# [Goal]
How does the forum thread about the solar panel installation continue? Write what follows its last sentence.

# [Supplied passage]
==*==
Id be starting to bang on that door


----------



## Hebe (25 Oct 2022)

Solar people have the part and are here again. Hopefully this will be job done today 🤞


----------



## classic33 (25 Oct 2022)

Hebe said:


> Solar people have the part and are here again. Hopefully this will be job done today 🤞


It's Tuesday!


----------



## Hebe (25 Oct 2022)

classic33 said:


> It's Tuesday!



Yes! The part came in early and the job they were meant to be doing today wasn't ready for them. So they came here instead. I keep checking my solar app to see if the needle has moved off zero yet.


----------



## Hebe (25 Oct 2022)

Well it's in, and seems to be working better than the monitoring app, which currently shows us exporting to the grid several hours after sunset whilst simultaneously not generating anything. The installer is coming back tomorrow to talk us through it all. He did say that the monitoring app could take 24 hours to sort itself out.


----------



## Hebe (26 Oct 2022)

Finally 🤞 
Our monitoring app was showing some really odd stuff last night after our system went live mid afternoon. It was showing us exporting power after dark (we weren’t). Our battery discharged itself during the day then recharged from the grid after dark, then stubbornly refused to discharge any power to run the house overnight (not how we wanted it to work). Then we lost all the metrics except for real time. I was not happy, given that solar was meant to be saving us money and yesterday’s electric usage from the grid was much higher than normal. The installer noticed the weirdness and arranged to come back round today to sort it all out. It all seems much better now. The battery is behaving as it should, the export is more sensible and the grid usage much lower. I wondered if our meter was broken this morning because the reading hadn’t changed in two hours, but it was just that the solar was covering all our usage. Tomorrow will be interesting as I don’t know if we’ll have enough sun to recharge the battery. Lots to learn!

Anyway. We have a SolarEdge system comprising 14 x 395Wp panels on a south facing roof, a 9.7kwh battery, and an inverter/EV charger. On a 2 year fix from last October, it’s a flat rate tariff not time of use. Plagued by supply chain issues - original installation date was back in June - and we’ve ended up with a slightly better specced system than we expected as a result. If everything is stable tomorrow I’ll call Ovo and see what we need to do to kick off registering for the export payments, though my plan is to use as much as we can ourselves. We need some paperwork from our installers too so I’m guessing it won’t be a fast process.


----------



## mistyoptic (26 Oct 2022)

Parents in Law had a system fitted under a Nottingham council scheme (fully funded for pensioners and other qualifying persons). It was a two section job on two aspects of the roof. 

Surveyor just been back to check the installation. They’d already had “satisfaction surveys” and innocently said it was fine.
==*==
(Rows from a point labeling set)
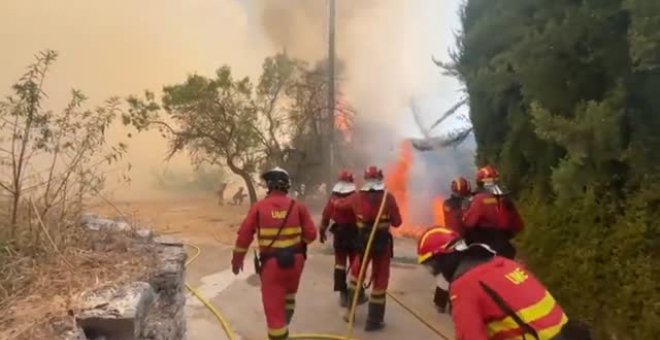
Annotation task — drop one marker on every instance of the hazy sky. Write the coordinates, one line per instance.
(114, 47)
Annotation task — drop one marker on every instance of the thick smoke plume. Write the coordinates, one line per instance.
(380, 42)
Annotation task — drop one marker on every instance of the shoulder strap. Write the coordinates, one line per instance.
(499, 301)
(279, 231)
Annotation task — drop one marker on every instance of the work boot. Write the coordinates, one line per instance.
(362, 297)
(341, 287)
(375, 317)
(440, 299)
(344, 301)
(340, 280)
(290, 308)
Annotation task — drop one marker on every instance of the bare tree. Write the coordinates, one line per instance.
(47, 156)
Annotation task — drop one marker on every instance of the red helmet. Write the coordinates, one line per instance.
(487, 174)
(373, 172)
(345, 176)
(460, 186)
(436, 240)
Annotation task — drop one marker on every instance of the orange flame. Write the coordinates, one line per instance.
(397, 183)
(343, 120)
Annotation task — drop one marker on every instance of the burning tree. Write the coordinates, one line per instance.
(247, 127)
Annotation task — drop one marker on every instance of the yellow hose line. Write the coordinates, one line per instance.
(209, 306)
(363, 268)
(417, 316)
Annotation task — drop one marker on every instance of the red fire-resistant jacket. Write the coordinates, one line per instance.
(490, 212)
(453, 213)
(365, 205)
(478, 317)
(340, 216)
(265, 218)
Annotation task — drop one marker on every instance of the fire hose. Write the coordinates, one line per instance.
(351, 315)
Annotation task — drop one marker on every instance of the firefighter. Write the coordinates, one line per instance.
(366, 204)
(284, 228)
(453, 206)
(344, 231)
(493, 297)
(453, 215)
(491, 217)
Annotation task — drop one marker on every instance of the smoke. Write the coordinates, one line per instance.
(116, 48)
(385, 50)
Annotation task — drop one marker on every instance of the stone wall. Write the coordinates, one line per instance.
(151, 310)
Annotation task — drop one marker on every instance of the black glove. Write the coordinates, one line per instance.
(323, 235)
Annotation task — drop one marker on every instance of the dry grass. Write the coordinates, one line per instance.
(41, 293)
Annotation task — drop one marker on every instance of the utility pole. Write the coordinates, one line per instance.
(331, 87)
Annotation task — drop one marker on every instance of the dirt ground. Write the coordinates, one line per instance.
(212, 228)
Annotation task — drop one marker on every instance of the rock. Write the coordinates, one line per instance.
(168, 320)
(105, 224)
(145, 234)
(76, 334)
(168, 240)
(116, 313)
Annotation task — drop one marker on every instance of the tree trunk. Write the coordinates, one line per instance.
(249, 183)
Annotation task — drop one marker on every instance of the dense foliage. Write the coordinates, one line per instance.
(564, 99)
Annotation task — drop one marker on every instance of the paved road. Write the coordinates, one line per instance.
(238, 298)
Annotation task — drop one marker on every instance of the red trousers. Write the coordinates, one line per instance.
(278, 294)
(380, 274)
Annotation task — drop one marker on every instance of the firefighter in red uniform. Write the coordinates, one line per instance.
(344, 230)
(366, 204)
(453, 206)
(492, 297)
(492, 217)
(284, 228)
(453, 214)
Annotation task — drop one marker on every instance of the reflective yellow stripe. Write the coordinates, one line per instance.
(528, 314)
(281, 243)
(381, 225)
(489, 200)
(288, 231)
(423, 258)
(552, 331)
(277, 331)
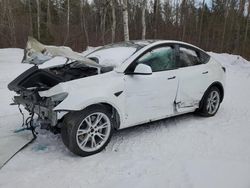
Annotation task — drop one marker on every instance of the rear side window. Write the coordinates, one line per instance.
(204, 57)
(159, 59)
(188, 57)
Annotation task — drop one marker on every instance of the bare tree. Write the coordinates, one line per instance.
(68, 16)
(156, 4)
(144, 5)
(83, 22)
(201, 21)
(225, 23)
(113, 27)
(38, 18)
(11, 23)
(48, 16)
(124, 4)
(239, 21)
(30, 18)
(247, 24)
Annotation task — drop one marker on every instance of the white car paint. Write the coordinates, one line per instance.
(143, 98)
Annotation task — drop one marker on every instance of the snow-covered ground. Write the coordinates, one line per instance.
(182, 152)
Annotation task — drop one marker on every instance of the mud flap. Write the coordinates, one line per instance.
(11, 142)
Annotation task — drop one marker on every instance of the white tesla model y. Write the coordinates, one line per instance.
(117, 86)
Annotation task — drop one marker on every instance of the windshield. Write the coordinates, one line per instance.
(112, 55)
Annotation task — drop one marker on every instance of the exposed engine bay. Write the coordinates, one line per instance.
(29, 83)
(32, 81)
(43, 79)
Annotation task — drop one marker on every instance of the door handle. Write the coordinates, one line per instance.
(173, 77)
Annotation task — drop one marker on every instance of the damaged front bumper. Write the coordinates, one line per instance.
(42, 107)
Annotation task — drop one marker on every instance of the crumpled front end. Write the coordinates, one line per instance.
(41, 106)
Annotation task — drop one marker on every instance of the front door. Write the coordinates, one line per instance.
(193, 79)
(151, 97)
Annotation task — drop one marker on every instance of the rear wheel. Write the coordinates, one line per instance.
(210, 102)
(88, 132)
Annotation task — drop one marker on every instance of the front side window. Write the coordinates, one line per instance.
(159, 59)
(188, 57)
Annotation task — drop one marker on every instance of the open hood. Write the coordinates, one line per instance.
(37, 53)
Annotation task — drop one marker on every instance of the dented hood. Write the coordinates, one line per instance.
(37, 53)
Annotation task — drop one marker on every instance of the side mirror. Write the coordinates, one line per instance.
(143, 69)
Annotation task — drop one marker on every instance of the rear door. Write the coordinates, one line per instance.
(193, 76)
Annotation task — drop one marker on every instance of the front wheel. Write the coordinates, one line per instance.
(87, 132)
(210, 102)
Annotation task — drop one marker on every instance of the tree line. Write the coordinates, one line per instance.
(219, 25)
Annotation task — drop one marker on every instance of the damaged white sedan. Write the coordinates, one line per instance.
(116, 86)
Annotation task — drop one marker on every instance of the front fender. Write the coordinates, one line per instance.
(77, 102)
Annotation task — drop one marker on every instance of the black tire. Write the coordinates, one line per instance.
(203, 110)
(74, 120)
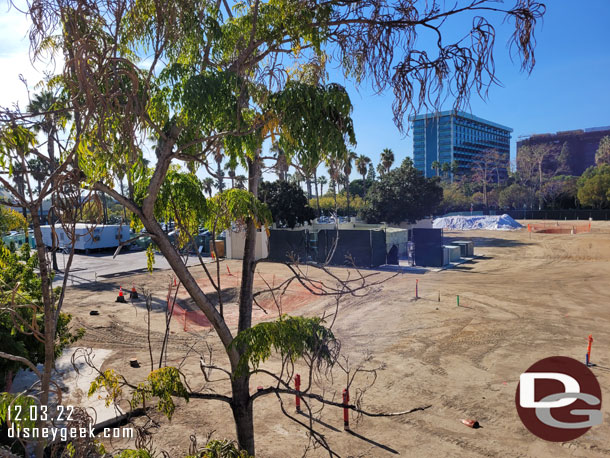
==*==
# [Answer to the exercise]
Surveyor discovered that only one bank of panels has been connected to the inverter, other side the wires are still coiled inside the roof 🙄

Quality eh?


----------



## CXRAndy (26 Oct 2022)

mistyoptic said:


> Parents in Law had a system fitted under a Nottingham council scheme (fully funded for pensioners and other qualifying persons). It was a two section job on two aspects of the roof.
> 
> Surveyor just been back to check the installation. They’d already had “satisfaction surveys” and innocently said it was fine.
> 
> ...



What Muppets. So no one did a proper sign off check


----------



## Phaeton (27 Oct 2022)

But at least there was somebody coming round & checking, not just paying the invoice, the council at least needs credit for that.


----------



## MrGrumpy (28 Oct 2022)

So deposit paid on a 5Kw array and 10Kw battery. Used my CC just in case it all goes a bit wrong. Not sure when install will be but probably start of next year. Also put my loan request in to energy trust Scotland .


----------



## Phaeton (28 Oct 2022)

MrGrumpy said:


> So deposit paid on a 5Kw array and 10Kw battery. Used my CC just in case it all goes a bit wrong. Not sure when install will be but probably start of next year. Also put my loan request in to energy trust Scotland .


You'll be covered on the loan as well, you don't own it until the final payment is made so they will be fighting in your corner IF it didn't go well.


----------



## Phaeton (1 Nov 2022)

Installer back today, he's already sorted out the required extra CT clamp so the inverter knows what is being generated by the PV & direct it accordingly. Not sure really how accurate these are, as logically I shouldn't be pulling anything from the grid if my load is only 0.32kW, I'm producing 2.37kW, the 0.06kW from the grid could be over a 5 minute time period







He's gone off to the wholesalers to get the changeover circuitry so potentially later today or tomorrow the only thing we will be waiting for is the DNO, oh & the bird netting which I have agreed can wait, as long as they don't mind waiting to get their last £1K


----------



## Alex321 (1 Nov 2022)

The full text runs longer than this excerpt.